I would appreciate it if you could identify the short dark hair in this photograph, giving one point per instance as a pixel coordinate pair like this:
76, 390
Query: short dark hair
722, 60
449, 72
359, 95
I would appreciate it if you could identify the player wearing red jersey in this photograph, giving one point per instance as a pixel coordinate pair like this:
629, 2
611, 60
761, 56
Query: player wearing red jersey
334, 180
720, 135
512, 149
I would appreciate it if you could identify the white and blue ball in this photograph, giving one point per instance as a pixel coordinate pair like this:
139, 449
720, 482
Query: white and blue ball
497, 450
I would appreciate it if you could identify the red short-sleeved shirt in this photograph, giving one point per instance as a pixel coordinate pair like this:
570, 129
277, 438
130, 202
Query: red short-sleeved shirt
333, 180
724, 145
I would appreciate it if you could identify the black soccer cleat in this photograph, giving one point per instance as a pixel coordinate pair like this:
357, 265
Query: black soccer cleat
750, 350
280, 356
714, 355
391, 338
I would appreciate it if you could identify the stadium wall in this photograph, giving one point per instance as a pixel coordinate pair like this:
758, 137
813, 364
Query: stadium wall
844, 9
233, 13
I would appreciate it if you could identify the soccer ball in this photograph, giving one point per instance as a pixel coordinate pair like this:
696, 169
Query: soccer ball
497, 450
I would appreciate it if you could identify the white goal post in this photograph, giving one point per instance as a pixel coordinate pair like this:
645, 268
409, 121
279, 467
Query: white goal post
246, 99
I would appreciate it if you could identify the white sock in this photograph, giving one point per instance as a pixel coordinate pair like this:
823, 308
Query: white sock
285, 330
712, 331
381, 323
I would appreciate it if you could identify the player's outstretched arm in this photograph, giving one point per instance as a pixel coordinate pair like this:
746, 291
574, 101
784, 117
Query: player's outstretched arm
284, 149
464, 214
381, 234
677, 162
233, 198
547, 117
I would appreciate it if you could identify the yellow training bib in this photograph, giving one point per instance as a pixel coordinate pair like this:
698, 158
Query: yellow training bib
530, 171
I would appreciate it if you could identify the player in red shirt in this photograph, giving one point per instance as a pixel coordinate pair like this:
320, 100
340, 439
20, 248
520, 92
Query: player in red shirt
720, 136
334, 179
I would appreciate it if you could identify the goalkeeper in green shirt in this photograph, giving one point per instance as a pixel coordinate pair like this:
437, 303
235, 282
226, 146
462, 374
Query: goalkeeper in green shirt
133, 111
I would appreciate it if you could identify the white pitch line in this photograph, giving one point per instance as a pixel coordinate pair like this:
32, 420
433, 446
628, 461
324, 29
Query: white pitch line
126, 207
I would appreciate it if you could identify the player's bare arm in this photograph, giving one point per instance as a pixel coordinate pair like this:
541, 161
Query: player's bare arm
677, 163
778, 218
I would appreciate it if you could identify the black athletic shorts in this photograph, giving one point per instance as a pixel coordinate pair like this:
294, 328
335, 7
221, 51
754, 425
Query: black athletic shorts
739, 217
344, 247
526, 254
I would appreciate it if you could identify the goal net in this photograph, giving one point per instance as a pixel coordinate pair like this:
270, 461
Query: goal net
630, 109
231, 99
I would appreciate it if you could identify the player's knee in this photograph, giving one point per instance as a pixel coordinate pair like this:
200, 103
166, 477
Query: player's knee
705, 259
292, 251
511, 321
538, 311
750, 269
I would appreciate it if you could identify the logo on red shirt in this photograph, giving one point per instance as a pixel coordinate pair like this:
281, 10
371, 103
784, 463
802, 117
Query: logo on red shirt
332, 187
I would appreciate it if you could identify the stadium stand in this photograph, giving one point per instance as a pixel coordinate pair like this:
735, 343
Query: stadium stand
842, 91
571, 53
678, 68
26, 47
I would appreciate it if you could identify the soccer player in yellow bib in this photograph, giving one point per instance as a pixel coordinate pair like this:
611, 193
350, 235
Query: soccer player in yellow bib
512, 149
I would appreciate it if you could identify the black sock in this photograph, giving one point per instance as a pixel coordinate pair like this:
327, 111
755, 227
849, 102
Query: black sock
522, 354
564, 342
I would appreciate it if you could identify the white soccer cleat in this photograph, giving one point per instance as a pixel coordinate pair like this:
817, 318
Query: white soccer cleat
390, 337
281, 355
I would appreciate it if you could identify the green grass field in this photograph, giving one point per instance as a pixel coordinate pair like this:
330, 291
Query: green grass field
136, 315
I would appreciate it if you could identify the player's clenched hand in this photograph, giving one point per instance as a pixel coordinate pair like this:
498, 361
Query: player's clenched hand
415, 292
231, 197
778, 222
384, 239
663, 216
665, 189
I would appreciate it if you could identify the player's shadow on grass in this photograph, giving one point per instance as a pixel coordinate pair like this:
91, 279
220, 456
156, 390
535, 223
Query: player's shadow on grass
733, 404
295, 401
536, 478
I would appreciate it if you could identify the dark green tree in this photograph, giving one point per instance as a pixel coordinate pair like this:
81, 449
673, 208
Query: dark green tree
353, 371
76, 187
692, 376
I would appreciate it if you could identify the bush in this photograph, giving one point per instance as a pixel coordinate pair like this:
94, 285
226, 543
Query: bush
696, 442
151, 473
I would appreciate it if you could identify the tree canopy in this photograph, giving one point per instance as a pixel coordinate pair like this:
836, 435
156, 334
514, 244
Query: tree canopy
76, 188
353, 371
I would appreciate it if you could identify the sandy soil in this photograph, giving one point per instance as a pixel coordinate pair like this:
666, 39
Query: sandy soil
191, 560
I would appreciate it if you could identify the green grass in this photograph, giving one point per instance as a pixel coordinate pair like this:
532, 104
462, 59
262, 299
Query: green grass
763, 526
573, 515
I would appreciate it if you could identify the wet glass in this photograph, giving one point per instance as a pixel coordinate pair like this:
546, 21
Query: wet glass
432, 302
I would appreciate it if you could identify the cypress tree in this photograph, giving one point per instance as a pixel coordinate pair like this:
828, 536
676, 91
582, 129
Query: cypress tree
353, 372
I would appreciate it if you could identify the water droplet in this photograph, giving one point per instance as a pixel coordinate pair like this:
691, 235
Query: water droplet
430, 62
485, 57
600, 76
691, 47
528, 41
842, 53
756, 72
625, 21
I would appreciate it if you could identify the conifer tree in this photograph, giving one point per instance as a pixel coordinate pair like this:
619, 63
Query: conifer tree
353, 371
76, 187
--*--
TASK GOAL
Repeat all of the data exactly as given.

FINISHED TASK
I would appreciate it if you could identify the short dark hair in this photograph, giving one point per instance as a pixel coordinate pair like this:
76, 390
Query: short dark hair
722, 60
449, 72
359, 95
I would appreciate it if you could identify the player wearing red jersey in this photograph, giving one point per instance as a pixel coordinate pair like this:
629, 2
611, 60
761, 56
Query: player wearing red jersey
334, 180
720, 135
512, 149
I would appreciate it if you could identify the white and blue ball in this photograph, giving one point per instance as a pixel coordinate pair like this:
139, 449
720, 482
Query: white and blue ball
497, 450
I would appreciate it if you could identify the red short-sleeved shirt in this photograph, giving one point per instance as a pixel coordinate pair like this:
570, 129
277, 438
130, 202
Query: red short-sleeved shirt
333, 180
724, 145
I would appreciate it if you could identify the black soccer cleat in this photograph, giving one point per instance as a pixel coordinate pair like this:
357, 265
Query: black soccer cleat
750, 350
280, 356
714, 355
391, 338
I would appreciate it if you could identify the stadium wall in this photograph, giving one point per instance as a pixel coordinate pair like this:
758, 137
813, 364
Query: stadium wall
844, 9
233, 13
I would appreciate it if you could identify the soccer ball in this photograph, giving one point per instance as a pixel coordinate pair like this:
696, 169
Query: soccer ball
497, 450
I would appreciate it if you could identify the white goal post in this photograph, giving one point per instance as a pixel coordinate pair like this:
645, 268
409, 121
279, 467
Query: white goal post
246, 99
I would appreciate it if you could identify the white sock in this photograph, giving one point per instance as a pixel coordinate pair like this:
823, 308
Query: white sock
285, 330
712, 331
381, 323
I would appreciate it if you could identify the player's outstretched arm in this photograph, giving one point per instance as a pixel coordinate pair like this:
746, 291
574, 101
784, 117
Query: player's outstretched arm
284, 149
464, 214
381, 234
677, 162
233, 198
547, 117
I would appreciate it if you could identify the yellow training bib in this photograph, giving one point per instance as a pixel coordinate pair like this:
698, 158
Query: yellow training bib
530, 171
I would appreciate it if you could identify the player in red shirt in this photograph, giving one point per instance as a pixel coordinate pair like this:
320, 100
340, 439
20, 248
520, 92
Query: player in red shirt
720, 136
334, 179
I would appreciate it if you could identify the goalkeeper in green shirt in this photograph, giving one point per instance as a pixel coordinate pair like this:
437, 303
235, 282
226, 146
462, 374
Query: goalkeeper in green shirt
133, 111
I would appreciate it if you could identify the white pitch line in this photograph, giving one point per instance as a pixel coordinate pair like this:
32, 420
433, 446
628, 461
324, 29
Query: white pitch line
126, 207
I would appreciate it if you could identify the player's bare arm in this photograph, giving one point per instance as a pixel coordinate pair like this:
541, 161
Query: player's bare arm
677, 163
778, 218
I would appreciate it if you could identify the black athletic shorts in this photograph, giving one point per instance as a pixel coordinate pair like this:
294, 328
335, 7
221, 51
754, 425
Query: black athletic shorts
739, 217
344, 247
526, 254
I would appreciate it if you could identify the goal net in this photograph, giving one point per instance as a pixel coordinate pair like this:
270, 461
Query: goal net
630, 109
231, 99
I would appreciate it if you could identify the player's knee in this photograph, giving one point per instance as a pixel coordinate pair like this:
200, 103
166, 477
Query: player's knee
705, 259
292, 251
511, 321
538, 311
750, 269
I would appreciate it if you could identify the logo on red shirt in this photograph, giving one point per instance as a pixel coordinate pair like this:
281, 10
371, 103
784, 463
802, 117
Query: logo on red shirt
332, 187
I would appreciate it if you could identify the stadium stand in this photograph, giving one point per instance as a pixel coordinate pair like this:
735, 343
Query: stadium stand
842, 91
571, 53
678, 68
26, 47
I would appreciate it if you could identify the soccer player in yellow bib in this photograph, giving one point per instance as a pixel coordinate pair like this:
611, 193
350, 235
Query: soccer player in yellow bib
512, 149
I would appreciate it if you could identify the black sock in this photograph, giving one point per instance as a pixel coordinate pair like this:
327, 111
755, 227
849, 102
Query: black sock
522, 354
564, 342
I would appreciate it if you could identify the white soccer cleat in this photograph, giving one point per instance as a pixel coordinate pair like this:
817, 318
Query: white soccer cleat
390, 337
281, 355
I would appreciate it if you could identify the green grass field in this photograph, giving one point per instance as a pixel coordinate pair like this:
330, 291
Query: green grass field
136, 315
I would appreciate it if you could identify the player's clenched hand in this photograph, giving one point per instance as a pixel coordinate pair like this:
498, 361
Query: player's clenched hand
415, 292
231, 197
778, 222
384, 239
663, 216
665, 189
I would appreciate it if you could identify the player's shadow on grass in this photograph, giving one point per instance as a pixel coordinate pair like this:
91, 279
220, 456
156, 390
535, 223
Query: player's shadow on grass
733, 404
295, 401
536, 478
I would appreciate it if you could identify the dark green tree in this photograph, giving one point per instance as a pixel coordinate pair like this:
81, 449
673, 208
Query: dark green tree
353, 371
76, 187
692, 376
I would appreciate it if you could identify the bush in this photograph, giving one point per instance as a pixel coordinate pair like this:
94, 285
226, 543
Query: bush
696, 442
151, 473
I would appreciate it if you could identify the tree canopy in this photograph, giving one point per instance as a pixel coordinate pair like this:
836, 435
156, 334
514, 244
Query: tree canopy
76, 188
353, 371
I would appreciate it if you could identify the sandy soil in this photograph, giving one point per instance as a pixel coordinate pair like this:
666, 39
Query: sandy soil
191, 560
I would appreciate it if you could identify the green grass in this photograph, giving one point per instance as a pixel coordinate pair like this:
532, 104
462, 59
262, 299
Query: green grass
763, 526
573, 515
I would appreciate it if you could identify the wet glass in this photograph, giving one point per instance as a pixel coordinate pair like this:
546, 21
Query: wet glass
432, 302
I would appreciate it if you could identify the cypress tree in this photograph, giving one point per instance as a pixel coordinate pair like this:
828, 536
676, 91
582, 129
Query: cypress tree
353, 372
I would appreciate it if you could identify the water droplet in this photograph, giving one point per instance as a pixel coordinate pair like this:
691, 235
Query: water droplet
430, 62
485, 57
600, 76
691, 47
528, 41
842, 53
756, 72
625, 21
I would appreciate it if you could identify the conifer tree in this photograph, giving one point per instance as a pixel coordinate pair like this:
619, 63
Query: conifer tree
353, 371
76, 187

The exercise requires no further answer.